- _Job_
Transcribe the records below in full; pictures stay out of the copy.
◇ ◇ ◇ ◇ ◇
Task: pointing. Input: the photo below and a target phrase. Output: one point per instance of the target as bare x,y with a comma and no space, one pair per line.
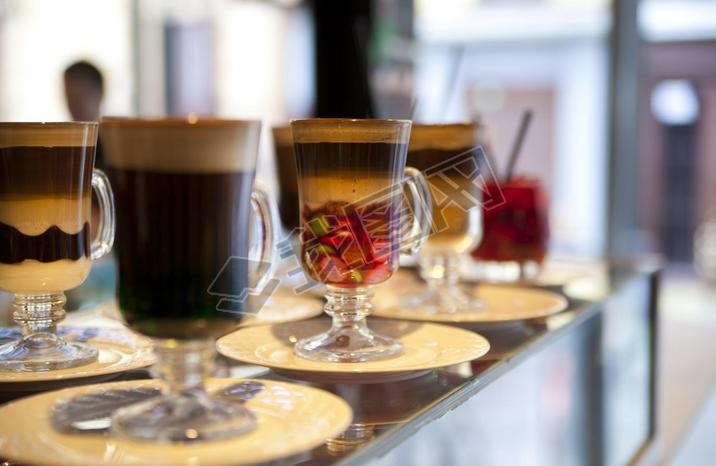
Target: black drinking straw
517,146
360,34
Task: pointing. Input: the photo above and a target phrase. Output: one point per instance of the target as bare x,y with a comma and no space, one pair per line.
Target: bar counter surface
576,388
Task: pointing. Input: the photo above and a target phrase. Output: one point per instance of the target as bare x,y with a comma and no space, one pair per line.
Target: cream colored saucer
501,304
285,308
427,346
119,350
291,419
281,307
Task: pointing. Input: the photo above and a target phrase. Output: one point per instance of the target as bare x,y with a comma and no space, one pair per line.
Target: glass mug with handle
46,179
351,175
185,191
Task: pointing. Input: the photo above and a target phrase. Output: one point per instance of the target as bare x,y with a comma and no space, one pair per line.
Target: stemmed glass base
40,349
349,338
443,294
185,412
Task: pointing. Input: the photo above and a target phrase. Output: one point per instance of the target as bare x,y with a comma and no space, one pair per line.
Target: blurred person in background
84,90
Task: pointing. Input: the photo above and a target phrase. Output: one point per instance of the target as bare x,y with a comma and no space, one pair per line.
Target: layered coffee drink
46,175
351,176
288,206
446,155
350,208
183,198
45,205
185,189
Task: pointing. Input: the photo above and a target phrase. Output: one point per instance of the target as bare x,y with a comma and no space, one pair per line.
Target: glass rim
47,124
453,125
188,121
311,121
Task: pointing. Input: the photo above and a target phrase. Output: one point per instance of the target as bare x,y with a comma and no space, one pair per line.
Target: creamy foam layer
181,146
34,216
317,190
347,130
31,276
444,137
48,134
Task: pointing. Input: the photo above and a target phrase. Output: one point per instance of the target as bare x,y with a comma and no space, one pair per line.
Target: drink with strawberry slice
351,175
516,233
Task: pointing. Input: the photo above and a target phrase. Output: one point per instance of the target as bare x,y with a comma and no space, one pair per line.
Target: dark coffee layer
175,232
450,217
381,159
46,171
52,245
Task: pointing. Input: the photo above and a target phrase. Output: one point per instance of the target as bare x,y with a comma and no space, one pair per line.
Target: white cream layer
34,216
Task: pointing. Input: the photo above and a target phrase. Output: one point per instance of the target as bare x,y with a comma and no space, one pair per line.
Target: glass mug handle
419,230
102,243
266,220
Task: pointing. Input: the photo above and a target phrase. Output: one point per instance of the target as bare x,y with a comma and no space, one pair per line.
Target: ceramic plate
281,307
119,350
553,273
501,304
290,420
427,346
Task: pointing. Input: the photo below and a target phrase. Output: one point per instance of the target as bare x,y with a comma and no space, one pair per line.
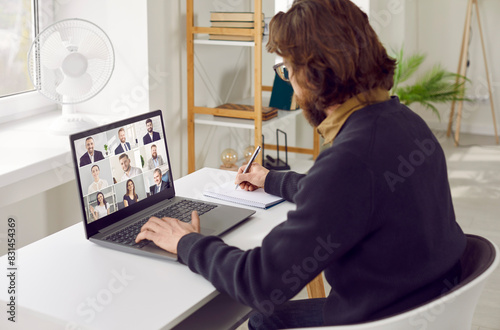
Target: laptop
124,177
◇ ◇ ◇ ◇ ◇
- _Correct output_
Task: pointing. Input: the photo below and a target phrase. Output: one point per instance of the target as bare x,y with a comma and no space, one pair per line.
Target: black drinking straw
517,146
360,34
Task: pointing. Input: the photo above and a target phrase. Output: one point per instance of the target as bare x,y with a comma and no space, one pair per line.
Target: bar counter surface
576,388
Task: pointing. Input: the photo above and a target phrase. Output: one point per instance of the target as bare x,y with a comma and no space, one pair per line.
Target: cream colored saucer
501,304
285,308
427,346
119,350
291,419
281,307
Task: pointing. Input: the photo above and a target phrase. Output: one point per instance of the target as bare x,y with a comma and no space, one pair per line.
Target: glass mug with handle
46,179
351,175
185,191
Task: pointing. Input: the photo above and a target phrase. Output: one point per instance of the target as bare x,y with a comma and no space, one pair per line.
Target: stemmed glass base
40,349
349,338
443,294
185,412
Task: pointing. Input: the photo above and a target phrase. Output: one point per instance of the target as bare x,y with a comma and no space, one pair per line.
Target: blurred person in background
84,90
Task: pointing. Input: the photo above and a target phrase. Output: one point per instance of the target as bare x,y with a comma and no space, one pair per line.
Target: layered coffee drink
46,175
351,176
288,206
446,155
350,208
183,198
45,205
185,189
Task: pointing. Input: the photo above and a target phrase. Output: one point per instance of the target as bare x,y with a comma and no space, one pair per line.
Target: glass rim
47,124
453,125
188,121
311,121
Task: pointing. Input: the photo above and a target phrase. Output: one point per instance of the target as bare x,y with a comma and no space, one pair per line.
Target: creamy foam layer
181,146
34,216
317,190
347,130
31,276
444,137
48,134
Task: pointing. Input: the photo above and a target phrase. Output: one point per instance of the target as bare x,y with a comma and no space, one pair per line.
Target: drink with strawberry slice
351,175
516,233
Task: pointing. Input: the photo above and a target phrase. Output: one point per instance of the target as bare x,y with a comma and no space, one pair per line.
Target: dark coffee layer
175,232
450,217
381,159
46,171
52,245
Task: pointing. Input: the photo above and a target phrase. Output: one point per instance of the target as bare x,y with a comma and no space, one pair per line.
Target: white cream layer
34,216
Task: pointing. Input: the photo above and a target phrase. Output: one point per instance of the target as bare x,y with a comma and no space, one pair per line.
Target: glass mug handle
419,230
102,243
266,220
Task: pointing. Input: the photo above and a target phrase. Output: one point per instance of the target as bare x,y with a comma and no space, one pair per line.
Target: ceramic plate
281,307
119,350
553,273
501,304
290,420
427,346
Task: pointing. Input: the photo below and a target phrase. Output: one point per instance of the target as bare x,y with a comma and no space, one pair per line.
Target: laptop
124,177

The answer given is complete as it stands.